What you need to do ▸
Rewrite the listing below with "layout" changed to "format" and every other character left the same, and leave out the pictures.

>> begin Task inputs

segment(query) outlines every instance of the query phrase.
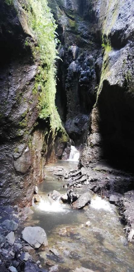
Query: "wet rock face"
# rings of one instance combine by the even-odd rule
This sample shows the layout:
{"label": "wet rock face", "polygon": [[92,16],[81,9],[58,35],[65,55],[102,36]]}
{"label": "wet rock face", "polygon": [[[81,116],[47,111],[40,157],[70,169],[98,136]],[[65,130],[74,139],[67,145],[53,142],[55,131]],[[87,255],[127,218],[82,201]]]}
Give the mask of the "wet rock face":
{"label": "wet rock face", "polygon": [[88,2],[49,1],[58,24],[59,56],[62,60],[58,64],[56,103],[67,131],[80,149],[85,141],[85,130],[95,101],[95,62],[100,51],[91,32],[92,24],[89,26],[85,14],[88,6],[90,10]]}
{"label": "wet rock face", "polygon": [[31,204],[45,163],[56,159],[57,132],[38,119],[40,86],[37,94],[33,89],[40,60],[34,59],[37,42],[24,9],[19,1],[15,8],[5,2],[0,3],[0,201],[23,207]]}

>> end Task inputs

Complete answer ▸
segment(query) outlines every instance of the query phrase.
Query: "wet rock face"
# rings of one instance combine by the even-odd rule
This sample shows the format:
{"label": "wet rock face", "polygon": [[92,16],[81,9],[58,35],[65,55],[102,36]]}
{"label": "wet rock face", "polygon": [[[81,116],[47,111],[40,157],[70,169],[98,136]],[[65,130],[74,139],[67,145],[53,142],[55,131]],[[87,255],[127,218],[82,201]]]}
Give the mask of the "wet rock face":
{"label": "wet rock face", "polygon": [[88,2],[49,1],[58,24],[59,56],[62,60],[58,64],[56,103],[67,131],[80,149],[85,141],[85,130],[95,101],[95,62],[100,51],[91,32],[92,24],[89,26],[85,14],[88,6],[90,10]]}
{"label": "wet rock face", "polygon": [[31,204],[45,163],[56,159],[57,132],[38,119],[40,86],[37,94],[33,89],[40,60],[34,59],[37,42],[24,9],[19,1],[15,8],[5,2],[0,3],[0,201],[23,207]]}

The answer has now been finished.